§ **Consigne**:
Transcrivez sans aucune modification le passage de l'extrait du document ci-dessous, en commençant par « Comptes rendus » et en allant jusqu'à « reconnus du Canada. ».

§ **Extrait du document**:
▽

Comptes rendus

Traitement chronique de l’infection à VIH et qualité de vie
Prise en charge de l’hypertension : prévention et traitement de l’insuffisance cardiaque

Un vaccin à 13 valences pour combattre les sérotypes pneumococciques émergents

Le présent compte rendu est fondé sur des données médicales présentées lors d'un congrès de médecine reconnu ou publiées dans une revue avec comité de lecture ou dans un commentaire signé par un professionnel de la santé reconnu. La matière abordée dans ce compte rendu s'adresse uniquement aux professionnels de la santé reconnus du Canada.

PRESSE PRIORITAIRE - La 49e Conférence intersciences annuelle sur les antimicrobiens et la chimiothérapie (ICAAC)

△

§ **Données fournies**:
▽

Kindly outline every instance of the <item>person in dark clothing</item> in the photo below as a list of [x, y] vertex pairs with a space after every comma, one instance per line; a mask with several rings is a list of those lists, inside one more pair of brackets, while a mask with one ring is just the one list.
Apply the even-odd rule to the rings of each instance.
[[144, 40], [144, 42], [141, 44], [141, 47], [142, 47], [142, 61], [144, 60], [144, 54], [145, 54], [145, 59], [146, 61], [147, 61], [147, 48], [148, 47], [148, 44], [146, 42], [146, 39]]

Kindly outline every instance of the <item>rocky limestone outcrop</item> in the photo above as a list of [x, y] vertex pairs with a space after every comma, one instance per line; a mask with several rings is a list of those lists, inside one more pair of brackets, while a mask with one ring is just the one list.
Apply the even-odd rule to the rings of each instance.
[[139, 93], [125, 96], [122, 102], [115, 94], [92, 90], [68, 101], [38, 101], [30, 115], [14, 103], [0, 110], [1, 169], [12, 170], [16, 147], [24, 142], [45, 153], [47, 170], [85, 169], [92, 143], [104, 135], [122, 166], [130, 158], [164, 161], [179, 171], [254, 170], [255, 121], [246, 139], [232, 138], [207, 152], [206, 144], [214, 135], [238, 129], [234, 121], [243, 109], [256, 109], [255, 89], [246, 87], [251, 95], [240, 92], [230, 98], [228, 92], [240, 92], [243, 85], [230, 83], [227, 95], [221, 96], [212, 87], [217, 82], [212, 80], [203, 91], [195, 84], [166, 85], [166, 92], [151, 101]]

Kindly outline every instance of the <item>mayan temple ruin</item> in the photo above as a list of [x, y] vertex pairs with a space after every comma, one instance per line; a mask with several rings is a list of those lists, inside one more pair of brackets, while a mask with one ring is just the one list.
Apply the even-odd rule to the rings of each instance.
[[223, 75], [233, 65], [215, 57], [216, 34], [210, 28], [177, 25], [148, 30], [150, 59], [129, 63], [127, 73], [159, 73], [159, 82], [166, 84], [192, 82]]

△

§ **Solution proposée**:
Comptes rendus

Traitement chronique de l’infection à VIH et qualité de vie
Prise en charge de l’hypertension : prévention et traitement de l’insuffisance cardiaque

Un vaccin à 13 valences pour combattre les sérotypes pneumococciques émergents

Le présent compte rendu est fondé sur des données médicales présentées lors d'un congrès de médecine reconnu ou publiées dans une revue avec comité de lecture ou dans un commentaire signé par un professionnel de la santé reconnu. La matière abordée dans ce compte rendu s'adresse uniquement aux professionnels de la santé reconnus du Canada.